# [Exercise]
Retype all of the material below without changing anything, but leave out the pictures.

# [Excerpted data]
• • • • • • •

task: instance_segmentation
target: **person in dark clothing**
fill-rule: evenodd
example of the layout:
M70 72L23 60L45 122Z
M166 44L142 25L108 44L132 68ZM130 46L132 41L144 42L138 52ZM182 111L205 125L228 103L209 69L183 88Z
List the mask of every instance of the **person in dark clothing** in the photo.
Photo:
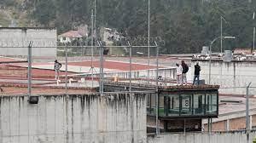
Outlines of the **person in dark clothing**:
M194 73L194 80L193 80L193 85L195 84L195 79L197 79L197 85L199 85L199 76L200 76L201 67L199 66L198 61L196 62L196 65L195 65L195 73Z
M61 68L61 64L58 62L57 60L55 60L55 79L59 80L60 70Z
M183 66L182 84L185 83L185 85L187 85L187 72L189 71L189 66L184 60L182 60L182 66Z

• • • • • • •

# [Answer for the task]
task: instance_segmentation
target: **person in dark clothing**
fill-rule: evenodd
example of the layout:
M70 72L23 60L45 122Z
M166 44L142 25L108 44L132 68ZM130 46L132 41L144 42L138 52ZM182 111L205 125L228 103L209 69L183 88Z
List the mask of every instance of the **person in dark clothing** in the photo.
Photo:
Outlines of the **person in dark clothing**:
M194 73L194 80L193 80L193 85L195 84L195 79L197 79L197 85L199 85L199 76L200 76L201 67L199 66L198 61L196 62L196 65L195 65L195 73Z
M61 68L61 64L58 62L57 60L55 60L55 79L59 80L60 70Z
M183 66L182 84L185 83L185 85L187 85L187 72L189 71L189 66L184 60L182 60L182 66Z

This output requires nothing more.